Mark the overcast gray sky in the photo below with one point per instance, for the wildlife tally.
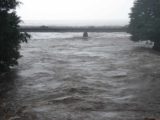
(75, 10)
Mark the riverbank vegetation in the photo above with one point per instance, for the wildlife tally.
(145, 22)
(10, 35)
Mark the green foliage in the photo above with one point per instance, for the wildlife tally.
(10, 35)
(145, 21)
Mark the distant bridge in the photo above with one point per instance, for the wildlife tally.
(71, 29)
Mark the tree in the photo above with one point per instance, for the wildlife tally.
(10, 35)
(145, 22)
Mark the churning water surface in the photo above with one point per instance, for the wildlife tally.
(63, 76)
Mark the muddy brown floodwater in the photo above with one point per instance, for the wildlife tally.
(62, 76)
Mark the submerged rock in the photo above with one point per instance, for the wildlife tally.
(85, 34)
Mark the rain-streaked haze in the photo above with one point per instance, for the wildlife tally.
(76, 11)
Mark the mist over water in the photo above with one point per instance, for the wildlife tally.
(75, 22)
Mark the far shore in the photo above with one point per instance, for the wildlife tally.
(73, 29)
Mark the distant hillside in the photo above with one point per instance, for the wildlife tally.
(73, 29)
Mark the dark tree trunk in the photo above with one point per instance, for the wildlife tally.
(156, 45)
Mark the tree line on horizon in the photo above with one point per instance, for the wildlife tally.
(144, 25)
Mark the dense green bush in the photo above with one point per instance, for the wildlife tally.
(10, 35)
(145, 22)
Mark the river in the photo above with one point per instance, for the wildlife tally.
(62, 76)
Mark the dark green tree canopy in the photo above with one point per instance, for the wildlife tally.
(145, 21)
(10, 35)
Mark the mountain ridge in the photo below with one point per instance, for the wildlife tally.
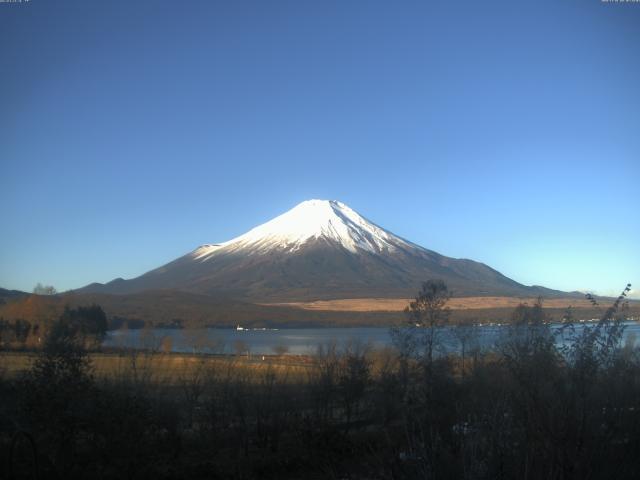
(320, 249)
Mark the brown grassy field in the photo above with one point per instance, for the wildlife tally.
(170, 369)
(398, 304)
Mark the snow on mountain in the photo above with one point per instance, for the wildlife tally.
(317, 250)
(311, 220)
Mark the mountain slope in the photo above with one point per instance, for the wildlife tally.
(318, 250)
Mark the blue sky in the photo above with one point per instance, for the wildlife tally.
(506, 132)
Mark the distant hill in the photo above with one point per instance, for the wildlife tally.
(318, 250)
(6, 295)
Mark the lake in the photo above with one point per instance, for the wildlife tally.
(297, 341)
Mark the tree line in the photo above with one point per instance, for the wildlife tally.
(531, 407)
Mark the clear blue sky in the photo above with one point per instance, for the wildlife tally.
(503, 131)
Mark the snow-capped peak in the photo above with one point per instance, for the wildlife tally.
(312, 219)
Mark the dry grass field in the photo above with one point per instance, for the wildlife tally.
□ □ □
A faithful transcription of the material, with no pictures, is the expected result.

Mark the overcast gray sky in the photo below with one point per instance, for the wildlife tally.
(75, 10)
Mark the riverbank vegetation in the photo above with one point per instance, for the wildlife tally.
(145, 22)
(10, 35)
Mark the green foliage in the photo above with one point per instance, for the wildlife tally.
(10, 35)
(145, 21)
Mark the distant bridge in the photo above with one point per instance, for the wildlife tally.
(71, 29)
Mark the tree in the photo above with one point per instance, for the wildlife tally.
(10, 35)
(145, 22)
Mark the churning water surface in the photo above with one point per instance, for the wildlife tally.
(63, 76)
Mark the muddy brown floodwater in the photo above with one point per instance, for the wildlife tally.
(62, 76)
Mark the submerged rock in the photo above with one point per instance, for the wildlife tally.
(85, 34)
Mark the rain-streaked haze in the photo above with one point per instance, for the wildlife tally.
(76, 11)
Mark the mist over water in the photo above with one point per instance, for the wildlife tally.
(75, 22)
Mark the far shore in the photo above with one point per instance, for the wildlife tally.
(73, 29)
Mark the distant hillside in the photo above with one point per instance, for the wildlife tally.
(73, 29)
Mark the dark tree trunk in the photo above with one point per instance, for the wildlife tally.
(156, 45)
Mark the tree line on horizon in the photo above with one point per instance, for the wildlife tally.
(144, 25)
Mark the dense green bush in the photo above with one point per instance, for the wildlife tally.
(10, 35)
(145, 22)
Mark the river in the photo above with one point per instance, for the wildlife tally.
(62, 76)
Mark the dark green tree canopy in the photo above with one point per instance, for the wildlife tally.
(145, 21)
(10, 35)
Mark the mountain ridge in the photo below with one point per instance, for the wildlife tally.
(320, 249)
Mark the brown grassy field in the photo above with one point per instance, for the wildlife tally.
(170, 369)
(398, 304)
Mark the snow on mountain in the photo above with one point per instance, for the wildlife tally.
(317, 250)
(311, 220)
Mark the mountain slope in the photo above with one point per instance, for the wildlife tally.
(318, 250)
Mark the blue sky in the photo above with one point per instance, for the wildlife tally.
(506, 132)
Mark the distant hill in the photo above with one point per instance, for the wildlife tally.
(318, 250)
(6, 295)
Mark the lake in the photo above with one point per instance, for the wildlife tally.
(297, 341)
Mark the tree line in the photo above with one point per instance, for the wildlife tally.
(531, 407)
Mark the clear blue sky in the photo above with one point per instance, for the wildlife tally.
(503, 131)
Mark the snow-capped peak in the photo above with one point per instance, for the wildlife tally.
(312, 219)
Mark the dry grass field in the photo above with one point per instance, for the wildlife tally.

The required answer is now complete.